- SET PROBLEM
Reproduce the listing below line for line, changing nothing.

- MATERIAL FOR THIS EXERCISE
::::

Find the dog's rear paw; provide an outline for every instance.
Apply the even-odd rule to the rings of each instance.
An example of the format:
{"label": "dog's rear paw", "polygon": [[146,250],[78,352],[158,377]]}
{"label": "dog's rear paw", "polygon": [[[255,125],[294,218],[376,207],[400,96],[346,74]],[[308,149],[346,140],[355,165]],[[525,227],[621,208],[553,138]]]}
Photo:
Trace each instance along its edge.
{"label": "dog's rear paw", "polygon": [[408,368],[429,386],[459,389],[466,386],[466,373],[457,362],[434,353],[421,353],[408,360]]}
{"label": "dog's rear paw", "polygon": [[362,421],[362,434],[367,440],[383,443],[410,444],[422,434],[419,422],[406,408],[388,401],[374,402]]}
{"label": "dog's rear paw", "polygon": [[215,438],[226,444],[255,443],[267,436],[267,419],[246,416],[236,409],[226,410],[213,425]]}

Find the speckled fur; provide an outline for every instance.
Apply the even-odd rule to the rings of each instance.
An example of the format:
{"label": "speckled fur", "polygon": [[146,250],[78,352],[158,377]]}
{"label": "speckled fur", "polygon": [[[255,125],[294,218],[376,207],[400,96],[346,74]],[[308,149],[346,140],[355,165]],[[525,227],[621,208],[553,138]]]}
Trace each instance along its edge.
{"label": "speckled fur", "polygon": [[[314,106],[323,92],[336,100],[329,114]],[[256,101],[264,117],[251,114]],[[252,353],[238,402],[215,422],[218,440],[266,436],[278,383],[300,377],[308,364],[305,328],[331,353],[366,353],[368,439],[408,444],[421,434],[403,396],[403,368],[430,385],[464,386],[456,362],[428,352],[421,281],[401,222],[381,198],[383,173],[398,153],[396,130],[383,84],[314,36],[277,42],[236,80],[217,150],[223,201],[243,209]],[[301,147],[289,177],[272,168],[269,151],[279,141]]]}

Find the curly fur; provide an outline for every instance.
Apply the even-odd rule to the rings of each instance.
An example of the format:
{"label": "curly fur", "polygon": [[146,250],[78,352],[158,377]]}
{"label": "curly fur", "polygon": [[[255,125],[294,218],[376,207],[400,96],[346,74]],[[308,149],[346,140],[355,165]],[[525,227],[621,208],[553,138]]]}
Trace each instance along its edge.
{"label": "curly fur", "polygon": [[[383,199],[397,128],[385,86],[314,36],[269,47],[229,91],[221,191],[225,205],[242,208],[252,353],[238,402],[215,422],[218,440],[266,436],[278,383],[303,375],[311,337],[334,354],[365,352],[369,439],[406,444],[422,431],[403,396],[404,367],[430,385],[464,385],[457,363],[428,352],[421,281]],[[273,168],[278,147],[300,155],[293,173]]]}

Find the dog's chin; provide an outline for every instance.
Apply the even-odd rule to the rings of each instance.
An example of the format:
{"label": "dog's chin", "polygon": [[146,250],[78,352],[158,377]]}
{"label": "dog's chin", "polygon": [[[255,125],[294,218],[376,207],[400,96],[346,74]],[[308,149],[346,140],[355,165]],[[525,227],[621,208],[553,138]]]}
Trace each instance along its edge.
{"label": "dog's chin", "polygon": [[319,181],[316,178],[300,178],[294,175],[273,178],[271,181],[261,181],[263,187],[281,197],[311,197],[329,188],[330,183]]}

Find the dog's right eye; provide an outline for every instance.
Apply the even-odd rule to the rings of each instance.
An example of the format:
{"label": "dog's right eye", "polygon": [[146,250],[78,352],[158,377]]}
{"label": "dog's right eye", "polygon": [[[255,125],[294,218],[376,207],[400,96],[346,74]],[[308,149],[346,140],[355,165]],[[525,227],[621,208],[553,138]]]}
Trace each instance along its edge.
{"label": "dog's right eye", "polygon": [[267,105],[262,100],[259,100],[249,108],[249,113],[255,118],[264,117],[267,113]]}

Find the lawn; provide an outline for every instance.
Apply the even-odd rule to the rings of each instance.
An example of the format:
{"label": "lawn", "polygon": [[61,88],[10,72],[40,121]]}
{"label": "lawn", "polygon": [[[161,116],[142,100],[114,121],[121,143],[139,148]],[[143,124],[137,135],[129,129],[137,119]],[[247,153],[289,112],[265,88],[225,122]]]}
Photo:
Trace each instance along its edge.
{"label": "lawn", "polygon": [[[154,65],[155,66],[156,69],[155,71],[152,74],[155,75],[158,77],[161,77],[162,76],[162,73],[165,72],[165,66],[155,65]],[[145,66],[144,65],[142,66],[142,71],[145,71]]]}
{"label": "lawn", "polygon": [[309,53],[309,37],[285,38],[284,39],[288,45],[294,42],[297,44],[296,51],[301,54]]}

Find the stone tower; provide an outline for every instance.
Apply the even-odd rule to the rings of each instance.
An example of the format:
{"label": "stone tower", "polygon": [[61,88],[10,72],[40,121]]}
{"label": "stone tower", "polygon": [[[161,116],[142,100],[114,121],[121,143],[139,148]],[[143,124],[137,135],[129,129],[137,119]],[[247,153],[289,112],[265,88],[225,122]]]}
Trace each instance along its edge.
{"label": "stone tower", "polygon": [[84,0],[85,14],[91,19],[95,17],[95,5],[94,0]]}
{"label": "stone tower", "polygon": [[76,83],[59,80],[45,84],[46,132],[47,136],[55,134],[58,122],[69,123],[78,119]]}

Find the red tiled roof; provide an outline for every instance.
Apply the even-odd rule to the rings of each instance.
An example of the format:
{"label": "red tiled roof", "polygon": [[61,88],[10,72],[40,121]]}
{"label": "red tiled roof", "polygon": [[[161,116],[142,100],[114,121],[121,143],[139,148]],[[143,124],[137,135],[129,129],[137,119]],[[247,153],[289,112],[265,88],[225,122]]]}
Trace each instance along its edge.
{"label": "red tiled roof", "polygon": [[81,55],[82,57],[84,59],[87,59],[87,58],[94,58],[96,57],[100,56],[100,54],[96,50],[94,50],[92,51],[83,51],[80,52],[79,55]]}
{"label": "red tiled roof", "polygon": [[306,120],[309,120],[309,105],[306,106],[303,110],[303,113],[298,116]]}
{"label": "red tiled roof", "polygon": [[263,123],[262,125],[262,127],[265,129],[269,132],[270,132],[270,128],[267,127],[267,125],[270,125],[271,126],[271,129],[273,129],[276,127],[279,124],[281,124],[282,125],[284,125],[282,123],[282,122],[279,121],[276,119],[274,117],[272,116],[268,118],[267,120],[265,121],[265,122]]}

::::

- SOLUTION
Find the dog's rear paw; provide an outline for every instance.
Apply the even-odd rule to the rings of each instance.
An example of the format:
{"label": "dog's rear paw", "polygon": [[146,250],[78,352],[158,377]]}
{"label": "dog's rear paw", "polygon": [[[255,125],[294,218],[376,207],[400,96],[346,74]],[[308,149],[346,140],[355,165]],[[525,227],[621,208],[553,138]]]}
Photo:
Trace each instance along its edge.
{"label": "dog's rear paw", "polygon": [[408,368],[429,386],[459,389],[466,386],[466,373],[457,362],[434,353],[421,353],[408,360]]}
{"label": "dog's rear paw", "polygon": [[362,421],[362,434],[367,440],[383,443],[410,444],[422,434],[419,422],[406,408],[388,401],[374,402]]}
{"label": "dog's rear paw", "polygon": [[215,438],[226,444],[255,443],[267,436],[267,419],[246,416],[236,409],[226,410],[213,425]]}

Find the speckled fur; provide an outline for every instance.
Apply the even-odd rule to the rings of each instance.
An example of the format:
{"label": "speckled fur", "polygon": [[146,250],[78,352],[158,377]]}
{"label": "speckled fur", "polygon": [[[255,125],[294,218],[376,207],[400,96],[346,74]],[[308,149],[346,140],[355,165]],[[525,227],[621,208],[553,138]]]}
Trace each instance along its edge.
{"label": "speckled fur", "polygon": [[[314,106],[323,92],[336,100],[329,114]],[[256,101],[264,117],[251,114]],[[252,353],[238,402],[215,422],[218,440],[266,436],[278,383],[300,377],[308,364],[305,328],[331,353],[366,353],[368,439],[408,444],[421,434],[403,396],[403,368],[430,385],[464,386],[456,362],[428,352],[421,281],[401,222],[381,198],[383,173],[398,153],[396,130],[383,84],[314,36],[277,42],[236,80],[217,150],[223,201],[243,209]],[[301,147],[289,177],[272,168],[269,151],[279,141]]]}

Find the curly fur; provide an outline for every instance.
Apply the even-odd rule to the rings of each instance.
An example of the format:
{"label": "curly fur", "polygon": [[146,250],[78,352],[158,377]]}
{"label": "curly fur", "polygon": [[[255,125],[294,218],[376,207],[400,96],[346,74]],[[308,149],[346,140],[355,165]],[[525,227],[621,208],[553,138]]]}
Trace each instance along its edge.
{"label": "curly fur", "polygon": [[[383,199],[397,128],[385,86],[314,36],[269,47],[229,91],[221,191],[225,205],[242,208],[252,353],[238,402],[215,422],[218,440],[266,436],[278,383],[303,375],[311,337],[334,354],[365,352],[369,439],[406,444],[422,431],[403,396],[404,367],[430,385],[464,385],[457,363],[428,352],[421,281]],[[273,168],[278,147],[300,155],[293,173]]]}

Find the dog's chin; provide an outline for every instance.
Apply the even-odd rule to the rings of each instance.
An example of the format:
{"label": "dog's chin", "polygon": [[146,250],[78,352],[158,377]]}
{"label": "dog's chin", "polygon": [[[255,125],[294,218],[376,207],[400,96],[346,74]],[[308,149],[346,140],[355,165]],[[525,227],[621,208],[553,138]]]}
Trace each instance along its edge.
{"label": "dog's chin", "polygon": [[319,181],[316,178],[300,178],[294,175],[273,178],[271,181],[261,181],[263,187],[281,197],[311,197],[329,188],[330,183]]}

Find the dog's right eye; provide an outline for every instance.
Apply the even-odd rule to the rings of each instance.
An example of the format:
{"label": "dog's right eye", "polygon": [[146,250],[78,352],[158,377]]}
{"label": "dog's right eye", "polygon": [[[255,125],[294,218],[376,207],[400,96],[346,74]],[[308,149],[346,140],[355,165]],[[525,227],[621,208],[553,138]]]}
Trace each instance along its edge.
{"label": "dog's right eye", "polygon": [[267,105],[262,100],[259,100],[249,108],[249,113],[255,118],[264,117],[267,113]]}

Find the lawn; provide an outline for every instance.
Apply the even-odd rule to the rings of each instance.
An example of the format:
{"label": "lawn", "polygon": [[61,88],[10,72],[40,121]]}
{"label": "lawn", "polygon": [[[161,116],[142,100],[114,121],[121,143],[139,148]],[[143,124],[137,135],[129,129],[137,119]],[[247,153],[289,112],[265,88],[225,122]]]}
Photo:
Trace each instance along its edge.
{"label": "lawn", "polygon": [[[154,65],[155,66],[156,69],[155,71],[152,74],[155,75],[158,77],[161,77],[162,76],[162,73],[165,72],[165,66],[155,65]],[[145,66],[144,65],[142,66],[142,71],[145,71]]]}
{"label": "lawn", "polygon": [[309,53],[309,37],[285,38],[284,39],[288,45],[294,42],[297,44],[296,51],[301,54]]}

Find the stone tower; provide an outline for every instance.
Apply the even-odd rule to the rings of each instance.
An example of the format:
{"label": "stone tower", "polygon": [[61,88],[10,72],[40,121]]}
{"label": "stone tower", "polygon": [[[161,116],[142,100],[114,121],[121,143],[139,148]],[[143,124],[137,135],[129,129],[137,119]],[[247,153],[289,112],[265,88],[225,122]]]}
Trace each instance along its edge.
{"label": "stone tower", "polygon": [[84,0],[85,14],[91,19],[95,17],[95,5],[94,0]]}
{"label": "stone tower", "polygon": [[76,83],[59,80],[45,84],[46,132],[47,136],[55,134],[58,122],[69,123],[78,119]]}

Find the red tiled roof; provide an outline for every instance.
Apply the even-odd rule to the rings of each instance.
An example of the format:
{"label": "red tiled roof", "polygon": [[61,88],[10,72],[40,121]]}
{"label": "red tiled roof", "polygon": [[[161,116],[142,100],[114,121],[121,143],[139,148]],[[143,124],[137,135],[129,129],[137,119]],[[247,153],[289,112],[265,88],[225,122]]]}
Trace each instance along its edge.
{"label": "red tiled roof", "polygon": [[81,55],[82,57],[84,59],[87,59],[87,58],[94,58],[96,57],[100,56],[100,54],[96,50],[94,50],[92,51],[83,51],[80,52],[79,55]]}
{"label": "red tiled roof", "polygon": [[306,120],[309,120],[309,105],[306,106],[303,110],[303,113],[298,116]]}
{"label": "red tiled roof", "polygon": [[263,123],[262,125],[262,127],[265,129],[269,132],[270,132],[270,128],[267,127],[267,125],[270,125],[271,126],[271,129],[273,129],[276,127],[279,124],[281,124],[282,125],[284,125],[282,123],[282,122],[279,121],[276,119],[274,117],[272,116],[268,118],[267,120],[265,121],[265,122]]}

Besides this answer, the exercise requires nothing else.